╭─ PASSAGE SHOWN

Many employees who are injured on the job can receive workers’ compensation benefits in Georgia, but some specific rules apply in determining the eligibility. Even if employees are eligible, they may not have the freedom to choose all of the procedures and care providers they wish under their benefits.
The Georgia State Board of Workers’ Compensation emphasizes the importance of reporting all workplace injuries to employers immediately. Reporting an injury provides documentation of the circumstances under which it occurred and begins the evaluation of an employee’s eligibility for workers’ compensation.
An employee is not eligible to receive workers’ compensation benefits when the injury was a result of willful misconduct. Willful misconduct does not mean that employees were trying to get hurt, but rather that they were intentionally engaging in risky behavior against company safety policy. Injuries that happen while employees were roughhousing are not covered. Neither are injuries that occurred while the employee was under the influence of alcohol or drugs. On the other hand, accidents that occur due to inattention or sloppiness on the job may still be covered.

╰─
╭─ PROVIDED INFORMATION

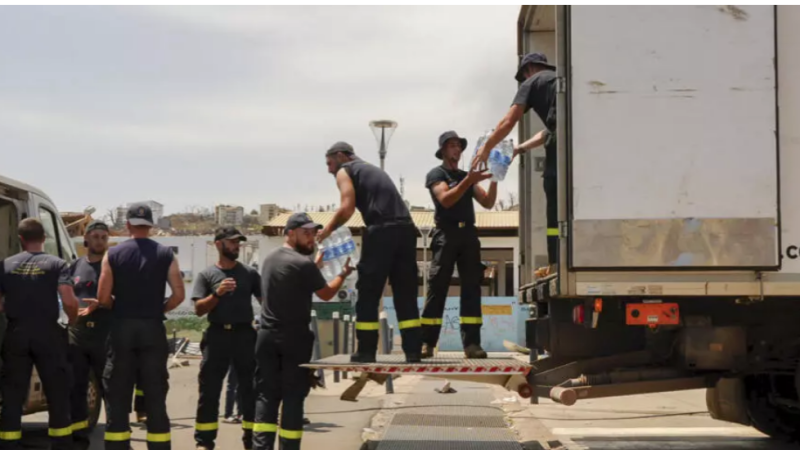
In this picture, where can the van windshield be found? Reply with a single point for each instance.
(9, 241)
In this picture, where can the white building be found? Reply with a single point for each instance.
(268, 212)
(227, 215)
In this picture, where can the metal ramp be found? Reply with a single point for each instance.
(438, 365)
(502, 370)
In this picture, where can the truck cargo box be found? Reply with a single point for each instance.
(677, 149)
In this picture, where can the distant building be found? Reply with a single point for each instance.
(227, 215)
(122, 212)
(270, 211)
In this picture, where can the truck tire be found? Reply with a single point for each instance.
(94, 399)
(774, 420)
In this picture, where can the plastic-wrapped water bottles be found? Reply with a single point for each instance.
(499, 157)
(336, 250)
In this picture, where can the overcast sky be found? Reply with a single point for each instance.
(203, 105)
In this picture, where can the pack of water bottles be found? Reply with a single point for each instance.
(336, 250)
(499, 157)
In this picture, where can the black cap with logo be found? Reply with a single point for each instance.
(96, 225)
(340, 147)
(228, 233)
(140, 214)
(538, 59)
(446, 136)
(300, 220)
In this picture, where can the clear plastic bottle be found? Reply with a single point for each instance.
(499, 157)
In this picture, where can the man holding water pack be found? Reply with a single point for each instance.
(537, 92)
(455, 243)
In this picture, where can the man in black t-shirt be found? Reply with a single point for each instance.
(455, 242)
(289, 278)
(537, 92)
(30, 285)
(88, 336)
(389, 250)
(225, 291)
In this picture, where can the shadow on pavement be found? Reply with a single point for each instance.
(671, 443)
(320, 427)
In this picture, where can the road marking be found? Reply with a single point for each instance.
(642, 432)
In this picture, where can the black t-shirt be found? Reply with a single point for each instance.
(288, 281)
(464, 209)
(539, 93)
(141, 270)
(29, 284)
(85, 276)
(377, 198)
(235, 307)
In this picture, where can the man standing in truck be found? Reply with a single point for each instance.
(30, 285)
(136, 272)
(537, 92)
(224, 292)
(455, 242)
(289, 278)
(88, 336)
(389, 250)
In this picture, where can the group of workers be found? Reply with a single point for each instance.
(116, 304)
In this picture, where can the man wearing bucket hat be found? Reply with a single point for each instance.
(389, 250)
(225, 292)
(455, 243)
(537, 92)
(289, 277)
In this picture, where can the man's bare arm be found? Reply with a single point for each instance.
(176, 285)
(347, 207)
(487, 200)
(68, 302)
(106, 284)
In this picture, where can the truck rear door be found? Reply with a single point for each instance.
(672, 148)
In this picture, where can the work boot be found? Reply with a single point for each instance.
(474, 351)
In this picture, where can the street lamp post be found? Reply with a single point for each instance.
(383, 130)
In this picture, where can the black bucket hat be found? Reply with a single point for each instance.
(532, 58)
(447, 135)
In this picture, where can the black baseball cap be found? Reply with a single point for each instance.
(301, 220)
(139, 214)
(532, 58)
(446, 136)
(96, 225)
(228, 233)
(340, 147)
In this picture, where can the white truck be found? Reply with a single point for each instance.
(19, 201)
(679, 208)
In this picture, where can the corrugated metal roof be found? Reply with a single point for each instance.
(422, 219)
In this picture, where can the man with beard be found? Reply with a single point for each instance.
(289, 277)
(389, 250)
(224, 291)
(455, 242)
(88, 336)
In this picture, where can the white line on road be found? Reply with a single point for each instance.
(667, 432)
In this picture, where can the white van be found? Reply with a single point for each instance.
(19, 201)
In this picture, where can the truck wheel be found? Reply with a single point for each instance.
(94, 400)
(767, 415)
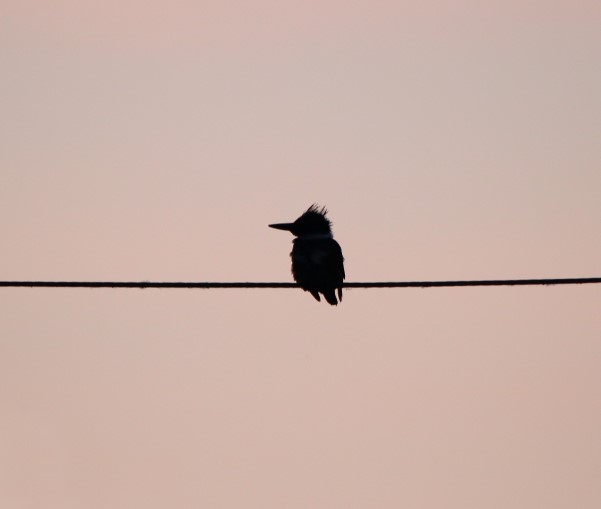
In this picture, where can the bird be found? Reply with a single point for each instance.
(317, 261)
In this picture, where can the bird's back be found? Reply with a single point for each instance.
(318, 267)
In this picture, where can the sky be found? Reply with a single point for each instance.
(155, 141)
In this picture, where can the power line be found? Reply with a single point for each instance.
(380, 284)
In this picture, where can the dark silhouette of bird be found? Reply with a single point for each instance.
(317, 261)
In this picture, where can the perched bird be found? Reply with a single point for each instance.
(317, 261)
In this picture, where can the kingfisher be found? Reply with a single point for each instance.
(317, 261)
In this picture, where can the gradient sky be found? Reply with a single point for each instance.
(156, 140)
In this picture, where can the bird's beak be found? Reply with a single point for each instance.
(282, 226)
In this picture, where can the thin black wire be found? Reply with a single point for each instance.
(383, 284)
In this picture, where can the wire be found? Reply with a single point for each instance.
(383, 284)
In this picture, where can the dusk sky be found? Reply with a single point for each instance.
(155, 141)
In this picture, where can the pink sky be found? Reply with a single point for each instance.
(156, 141)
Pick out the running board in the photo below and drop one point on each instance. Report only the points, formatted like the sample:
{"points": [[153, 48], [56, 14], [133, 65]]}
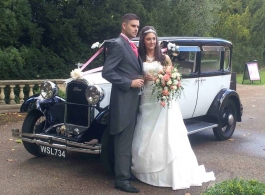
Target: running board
{"points": [[197, 126]]}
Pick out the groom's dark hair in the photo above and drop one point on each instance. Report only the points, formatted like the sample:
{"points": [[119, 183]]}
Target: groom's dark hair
{"points": [[130, 16]]}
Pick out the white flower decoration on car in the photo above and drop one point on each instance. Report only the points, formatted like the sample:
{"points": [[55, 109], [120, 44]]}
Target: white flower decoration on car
{"points": [[95, 45], [76, 73], [172, 47]]}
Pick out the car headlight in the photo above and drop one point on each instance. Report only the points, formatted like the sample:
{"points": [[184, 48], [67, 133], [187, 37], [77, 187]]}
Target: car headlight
{"points": [[48, 89], [94, 94]]}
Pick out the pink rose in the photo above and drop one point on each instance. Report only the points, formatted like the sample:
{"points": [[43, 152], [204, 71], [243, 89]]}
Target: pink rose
{"points": [[165, 92], [166, 77], [169, 69], [178, 84], [163, 104]]}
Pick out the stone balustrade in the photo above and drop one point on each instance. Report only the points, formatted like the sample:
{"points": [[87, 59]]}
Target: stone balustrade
{"points": [[13, 92]]}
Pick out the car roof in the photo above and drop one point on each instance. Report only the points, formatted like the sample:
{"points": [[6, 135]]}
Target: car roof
{"points": [[191, 41]]}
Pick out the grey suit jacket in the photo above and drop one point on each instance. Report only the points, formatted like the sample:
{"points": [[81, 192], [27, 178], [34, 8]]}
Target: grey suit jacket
{"points": [[120, 68]]}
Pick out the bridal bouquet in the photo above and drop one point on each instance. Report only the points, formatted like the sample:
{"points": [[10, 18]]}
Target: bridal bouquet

╰─

## TASK TO CARRY OUT:
Reproduce the portion of the Georgia workers' compensation text starting at "The Georgia State" and ending at "for workers’ compensation.". The entries have nothing to do with the workers' compensation text.

## SOLVED EXERCISE:
The Georgia State Board of Workers’ Compensation emphasizes the importance of reporting all workplace injuries to employers immediately. Reporting an injury provides documentation of the circumstances under which it occurred and begins the evaluation of an employee’s eligibility for workers’ compensation.